** Begin **

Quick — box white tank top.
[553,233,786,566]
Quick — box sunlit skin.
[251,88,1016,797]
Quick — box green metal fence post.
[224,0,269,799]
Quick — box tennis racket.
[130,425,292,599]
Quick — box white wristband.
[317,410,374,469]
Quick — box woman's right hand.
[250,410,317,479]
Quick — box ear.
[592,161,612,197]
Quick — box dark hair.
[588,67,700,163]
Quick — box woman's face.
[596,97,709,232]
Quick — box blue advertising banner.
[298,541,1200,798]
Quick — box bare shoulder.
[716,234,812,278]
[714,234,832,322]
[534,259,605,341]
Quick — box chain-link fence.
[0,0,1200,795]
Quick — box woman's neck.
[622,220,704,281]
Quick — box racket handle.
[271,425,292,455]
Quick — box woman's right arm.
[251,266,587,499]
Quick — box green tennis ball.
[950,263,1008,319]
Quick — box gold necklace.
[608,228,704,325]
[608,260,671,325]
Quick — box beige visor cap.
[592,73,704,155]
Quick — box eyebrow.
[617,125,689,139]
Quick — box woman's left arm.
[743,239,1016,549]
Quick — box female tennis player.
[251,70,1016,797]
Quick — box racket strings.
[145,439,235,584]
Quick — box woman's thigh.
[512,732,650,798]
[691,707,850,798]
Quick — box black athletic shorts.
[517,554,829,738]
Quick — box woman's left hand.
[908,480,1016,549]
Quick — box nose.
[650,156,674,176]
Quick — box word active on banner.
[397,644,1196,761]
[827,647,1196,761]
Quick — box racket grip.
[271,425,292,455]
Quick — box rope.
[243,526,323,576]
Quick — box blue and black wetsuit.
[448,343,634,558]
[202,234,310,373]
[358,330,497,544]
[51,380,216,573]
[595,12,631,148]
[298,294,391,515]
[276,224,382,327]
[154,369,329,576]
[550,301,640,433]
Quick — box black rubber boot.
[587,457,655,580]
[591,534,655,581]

** End **

● SHORT TASK
Quote, without any change, the lines starting with the one that contains "Quick — box woman's thigh." and continuing through the last of the lines above.

● FINAL RESULT
Quick — box woman's thigh.
[512,732,650,798]
[691,707,850,798]
Quick — box black athletic shorts.
[517,554,829,738]
Quick — box woman's left hand.
[908,480,1016,549]
Quick — box nose.
[650,156,674,176]
Quick — box word active on banner.
[397,644,1196,761]
[827,647,1196,761]
Quick — box racket grip.
[271,425,292,455]
Quick — box rope.
[243,526,323,576]
Quick — box blue and black wetsuit.
[448,343,634,558]
[202,234,310,373]
[358,330,497,544]
[51,380,216,573]
[595,12,631,148]
[298,294,391,515]
[276,224,382,327]
[154,369,329,576]
[550,301,640,433]
Quick — box black rubber boot.
[587,457,655,580]
[591,534,655,581]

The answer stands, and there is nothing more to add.